Please reproduce the whole listing without altering anything.

────

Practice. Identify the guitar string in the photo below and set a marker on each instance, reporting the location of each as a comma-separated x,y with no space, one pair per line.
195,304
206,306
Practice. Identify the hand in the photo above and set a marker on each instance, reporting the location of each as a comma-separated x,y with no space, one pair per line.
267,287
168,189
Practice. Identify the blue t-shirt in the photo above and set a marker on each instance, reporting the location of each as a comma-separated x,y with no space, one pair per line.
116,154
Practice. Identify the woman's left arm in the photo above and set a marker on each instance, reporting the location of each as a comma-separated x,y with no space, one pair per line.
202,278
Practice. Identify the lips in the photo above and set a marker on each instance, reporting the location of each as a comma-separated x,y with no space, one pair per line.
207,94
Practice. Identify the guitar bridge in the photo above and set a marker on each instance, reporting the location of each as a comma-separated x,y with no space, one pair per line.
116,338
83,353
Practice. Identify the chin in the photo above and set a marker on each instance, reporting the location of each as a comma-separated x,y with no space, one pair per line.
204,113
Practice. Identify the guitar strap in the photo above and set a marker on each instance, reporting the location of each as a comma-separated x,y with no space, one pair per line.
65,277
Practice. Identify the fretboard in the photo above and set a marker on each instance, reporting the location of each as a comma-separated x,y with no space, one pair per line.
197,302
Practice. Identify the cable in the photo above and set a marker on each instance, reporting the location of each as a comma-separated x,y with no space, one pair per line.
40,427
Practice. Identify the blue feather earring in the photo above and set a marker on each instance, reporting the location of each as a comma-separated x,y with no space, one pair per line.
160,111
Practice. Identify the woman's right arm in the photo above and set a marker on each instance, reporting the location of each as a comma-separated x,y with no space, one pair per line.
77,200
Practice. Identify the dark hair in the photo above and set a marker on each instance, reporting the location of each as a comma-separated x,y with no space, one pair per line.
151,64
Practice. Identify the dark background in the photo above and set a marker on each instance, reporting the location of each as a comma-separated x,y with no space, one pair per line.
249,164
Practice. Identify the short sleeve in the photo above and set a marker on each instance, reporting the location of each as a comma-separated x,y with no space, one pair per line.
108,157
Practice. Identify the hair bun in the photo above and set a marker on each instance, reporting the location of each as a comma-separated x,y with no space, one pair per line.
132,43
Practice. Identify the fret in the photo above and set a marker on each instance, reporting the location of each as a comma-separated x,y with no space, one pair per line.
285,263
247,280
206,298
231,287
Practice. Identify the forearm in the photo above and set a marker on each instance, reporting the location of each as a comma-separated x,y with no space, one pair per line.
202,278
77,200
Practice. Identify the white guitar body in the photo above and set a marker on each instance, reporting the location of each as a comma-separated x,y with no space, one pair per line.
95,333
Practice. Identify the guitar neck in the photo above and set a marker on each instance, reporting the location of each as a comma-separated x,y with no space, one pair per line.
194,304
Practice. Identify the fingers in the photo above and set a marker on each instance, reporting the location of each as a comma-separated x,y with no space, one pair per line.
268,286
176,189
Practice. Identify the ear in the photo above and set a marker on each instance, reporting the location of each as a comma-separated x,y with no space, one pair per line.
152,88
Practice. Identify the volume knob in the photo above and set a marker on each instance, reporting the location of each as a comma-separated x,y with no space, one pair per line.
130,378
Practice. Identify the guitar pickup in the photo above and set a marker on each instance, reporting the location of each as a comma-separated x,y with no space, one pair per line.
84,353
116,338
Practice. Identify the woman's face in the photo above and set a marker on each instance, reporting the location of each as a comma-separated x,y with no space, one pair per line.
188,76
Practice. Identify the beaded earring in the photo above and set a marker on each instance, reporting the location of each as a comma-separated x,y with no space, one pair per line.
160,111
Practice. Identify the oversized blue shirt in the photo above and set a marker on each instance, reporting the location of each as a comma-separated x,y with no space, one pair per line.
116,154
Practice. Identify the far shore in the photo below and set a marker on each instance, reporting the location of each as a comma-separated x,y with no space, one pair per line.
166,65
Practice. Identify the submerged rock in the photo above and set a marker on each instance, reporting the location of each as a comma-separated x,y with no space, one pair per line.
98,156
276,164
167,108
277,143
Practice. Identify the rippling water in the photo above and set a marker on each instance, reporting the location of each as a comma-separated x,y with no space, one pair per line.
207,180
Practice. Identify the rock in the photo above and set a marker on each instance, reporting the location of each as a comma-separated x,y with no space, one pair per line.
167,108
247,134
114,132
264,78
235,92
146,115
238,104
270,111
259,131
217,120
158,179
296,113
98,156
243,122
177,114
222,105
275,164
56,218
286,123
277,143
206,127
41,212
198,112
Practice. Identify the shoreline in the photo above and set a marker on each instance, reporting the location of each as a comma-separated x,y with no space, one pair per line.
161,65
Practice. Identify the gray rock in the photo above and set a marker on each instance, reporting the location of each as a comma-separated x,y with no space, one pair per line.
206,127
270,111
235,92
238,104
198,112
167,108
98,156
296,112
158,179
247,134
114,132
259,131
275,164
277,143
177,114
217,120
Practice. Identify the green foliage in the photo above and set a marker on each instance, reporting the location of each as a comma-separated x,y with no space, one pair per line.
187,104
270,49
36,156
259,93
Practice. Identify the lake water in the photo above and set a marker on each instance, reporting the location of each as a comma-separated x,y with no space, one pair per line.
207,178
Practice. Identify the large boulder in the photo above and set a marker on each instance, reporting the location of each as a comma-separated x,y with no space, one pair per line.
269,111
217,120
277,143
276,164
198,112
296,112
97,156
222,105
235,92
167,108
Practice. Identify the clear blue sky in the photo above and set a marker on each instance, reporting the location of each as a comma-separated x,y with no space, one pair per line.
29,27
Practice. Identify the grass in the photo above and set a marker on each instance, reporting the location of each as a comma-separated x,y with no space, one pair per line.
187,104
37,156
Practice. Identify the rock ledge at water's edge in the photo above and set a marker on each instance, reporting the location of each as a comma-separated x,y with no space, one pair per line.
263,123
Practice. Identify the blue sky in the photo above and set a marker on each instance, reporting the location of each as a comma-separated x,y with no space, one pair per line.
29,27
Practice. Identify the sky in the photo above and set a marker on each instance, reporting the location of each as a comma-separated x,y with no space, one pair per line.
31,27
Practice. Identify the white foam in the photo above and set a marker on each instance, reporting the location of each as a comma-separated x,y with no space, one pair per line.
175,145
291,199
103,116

────

Answer below
Practice. Identify the guitar string in the photo below and set a marker on each instance, reporting the location of each as a comma-separated x,y with no space, one pair per line.
195,304
206,306
Practice. Identify the hand in the photo above and set a marker on each instance, reporting the location of each as a comma-separated x,y with no space, one pair per line.
267,287
168,189
Practice. Identify the blue t-shirt in the photo above and set a marker on each instance, reporting the location of each as a comma-separated x,y with no space, one pair per line.
116,154
Practice. Identify the woman's left arm in the photo above and set a marker on each instance, reporting the location of each as a comma-separated x,y with no space, one pair per line.
202,278
Practice. Identify the lips in the photo above and set a marker on each instance, reporting the location of each as a comma-separated x,y with no space, one pair per line.
207,94
Practice. Identify the guitar bridge in the photo above and set a marker on each instance, reporting the location of each as a comma-separated x,y with no space, one pair per line.
116,338
83,353
Practice. Identify the chin in the photo above and set a marker on each instance, reporting the location of each as a comma-separated x,y with no space, one pair per line.
204,113
Practice. Identify the guitar strap in the photo above and set a marker on each instance, reporting the location of each as a comma-separated x,y with no space, one pair per line.
65,277
Practice. Identify the fretboard in the photo above and set a marker on each instance, reporting the location of each as a comma-separated x,y with no space, one pair per line.
197,302
Practice. Identify the cable in the photo above and set a marker on each instance, reporting the location of each as a comma-separated x,y with no space, one pair per line.
40,427
Practice. Identify the blue feather earring in the photo above and set a marker on each instance, reporting the location of each as a comma-separated x,y with no space, one pair per line.
160,111
Practice. Identify the woman's right arm in the photo above and set a marker on each instance, reporting the location of each as a comma-separated x,y with no space, one pair per line.
77,200
Practice. Identify the dark hair in the photo above and set a marker on each instance, reporting the location of each as a comma-separated x,y with no space, one pair per line.
151,64
Practice. Identify the dark background in the photo above and set a marker on each instance, reporting the location of each as a comma-separated x,y with no space, one pair per line.
249,164
Practice. Identify the short sleeve in the photo above and set a marker on each instance, reporting the location of each as a comma-separated x,y with no space, one pair per line.
108,157
Practice. Identify the hair bun in the photo above and set a marker on each instance, reporting the location of each as a comma-separated x,y with no space, one pair per line.
132,43
Practice. Identify the fret in the photo above and set a marker on each instance, reporting the location of each as a comma-separated x,y with no space, one pair per line.
285,263
247,280
206,298
231,287
Practice. Identify the forearm in the photo above and set a marker on each instance, reporting the location of each as a comma-separated x,y with no space, one pair per line.
202,278
77,200
Practice. Identify the white guitar body in the photo above and set a marker on each instance, reporting the location of each as a comma-separated x,y with no space, one pair per line.
95,333
Practice. Identify the guitar neck in the photo above and set a marker on each instance, reporting the location of each as a comma-separated x,y with no space, one pair per line.
194,304
Practice. Identify the fingers in the photo above and set a marker on each instance, reporting the location of each as a comma-separated x,y with no space, one pair per line.
268,286
176,189
Practice. Identify the ear in the photo above and set a marker on each instance, reporting the location of each as a comma-separated x,y with no space, one pair per line.
152,88
Practice. Identify the volume knob in the photo above and set a marker on each instance, reporting the location of each as a comma-separated x,y with no space, one pair per line.
130,378
Practice. Identify the guitar pickup in the photo above and set a marker on each instance, reporting the location of each as a comma-separated x,y with no space, one pair per line.
84,353
116,338
Practice. Identify the woman's face in the photo above and set a marker on each instance, reporting the location of each as a comma-separated x,y with no space, one pair per line.
188,76
Practice. Identify the beaded earring in the photo above and set a marker on each instance, reporting the location of each as a comma-separated x,y with no space, one pair per line.
160,111
Practice. Identify the oversized blue shirt in the photo above and set a marker on each instance, reporting the location of each as a comma-separated x,y with no space, one pair per line.
116,154
Practice. Identify the far shore in the photo below and set a marker on each instance, reporting the location of each as a comma-separated x,y with no space, one pair per line.
166,65
Practice. Identify the submerged rock in the photo above and set a marker on each instance, reporting the location of each as a comma-separated x,y with no space, one pair per line.
98,156
276,164
167,108
277,143
Practice. Identify the rippling water in the photo above and set a marker on each instance, reporting the location of each as a comma-separated x,y with no space, one pair per line.
207,180
Practice. Identify the rock in the photo above and set a marker on each instance, reporting the location of each as a comma-separated x,y with no space, one pair per line.
167,108
247,134
114,132
264,78
235,92
146,115
238,104
270,111
259,131
217,120
158,179
296,113
98,156
243,122
177,114
222,105
275,164
56,218
286,123
277,143
206,127
41,212
198,112
Practice. Identify the shoreline in the photo above and set a marker on each instance, reporting the location of each as a comma-separated x,y with no space, one pair per line.
161,65
Practice. Identify the gray rock in the photo above and set a marker on each instance, reporting the location of each as a comma-separated x,y with no space, one pair per line.
206,127
270,111
235,92
238,104
198,112
167,108
98,156
296,112
158,179
247,134
114,132
259,131
275,164
277,143
177,114
217,120
Practice. Identify the green foliage in the photo above and set a marker on each instance, reporting the location of each as a comma-separated x,y with no space, one pair per line.
187,104
270,49
36,156
259,93
Practice. Identify the lake water in the photo above and set a marker on each instance, reporting the location of each as a comma-separated x,y with no space, one pair per line.
207,178
Practice. Identify the large boulder in the photo above and set a marker on each instance, reporting the location of each as a comma-separated x,y with no space, one pair per line.
269,111
217,120
277,143
276,164
198,112
296,112
97,156
222,105
235,92
167,108
Practice. Identify the clear blue sky in the photo above and set a marker on each instance, reporting the location of each as a comma-separated x,y with no space, one pair per line.
29,27
Practice. Identify the grass in the photo above and set a marker on each instance, reporting the location of each as a comma-separated x,y with no space, one pair per line.
187,104
37,156
Practice. Identify the rock ledge at water's edge in the photo above and set a marker on each instance, reporting the location of each as a comma-separated x,y with no space, one pair per line.
263,123
Practice. Identify the blue sky in the photo above and set a marker on each instance, reporting the location of each as a comma-separated x,y with no space, one pair per line.
29,27
Practice. Identify the sky in the photo above and set a marker on each instance, reporting the location of each as a comma-separated x,y with no space, one pair per line.
31,27
Practice. Identify the white foam in the photo above and set a marker on each instance, reporting the location of each as a comma-separated x,y with no space, one pair per line.
175,145
291,199
103,116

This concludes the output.